[Data entries]
──────────────────────────────
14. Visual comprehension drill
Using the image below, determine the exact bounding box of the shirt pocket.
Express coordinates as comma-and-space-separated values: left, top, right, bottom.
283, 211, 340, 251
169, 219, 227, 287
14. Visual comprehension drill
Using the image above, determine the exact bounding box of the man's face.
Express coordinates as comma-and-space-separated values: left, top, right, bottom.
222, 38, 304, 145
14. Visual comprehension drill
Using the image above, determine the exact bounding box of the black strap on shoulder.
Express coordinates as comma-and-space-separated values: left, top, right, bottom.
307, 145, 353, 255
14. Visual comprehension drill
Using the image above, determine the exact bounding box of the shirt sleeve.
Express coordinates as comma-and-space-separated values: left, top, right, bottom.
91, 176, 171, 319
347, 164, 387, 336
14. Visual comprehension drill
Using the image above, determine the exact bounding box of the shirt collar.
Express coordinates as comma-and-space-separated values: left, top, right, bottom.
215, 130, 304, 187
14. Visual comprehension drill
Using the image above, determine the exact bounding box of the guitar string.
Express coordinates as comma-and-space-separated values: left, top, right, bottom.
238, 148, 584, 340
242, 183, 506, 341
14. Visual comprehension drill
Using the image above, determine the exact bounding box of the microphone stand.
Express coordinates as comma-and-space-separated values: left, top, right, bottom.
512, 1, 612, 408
──────────────────────────────
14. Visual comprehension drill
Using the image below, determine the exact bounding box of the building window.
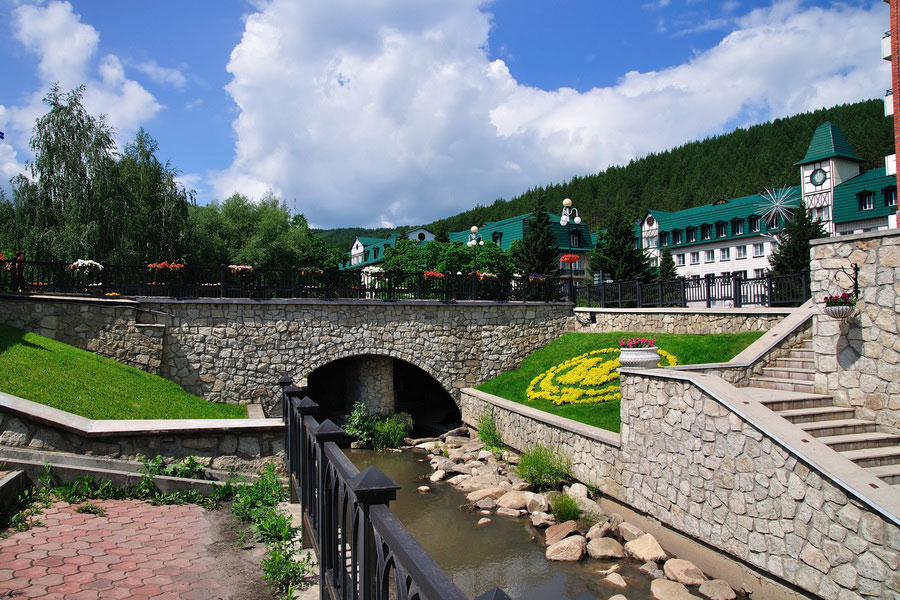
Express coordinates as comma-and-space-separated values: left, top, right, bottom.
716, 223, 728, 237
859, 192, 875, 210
──────────────────────────────
> Exercise task
Pull out every line in the records that contains the string "below" and list those lines in their original order.

> Expected output
Using the image below, determine the exact bounding box of the shirt pocket.
Using the image below, determine the exact bounding box of the building window.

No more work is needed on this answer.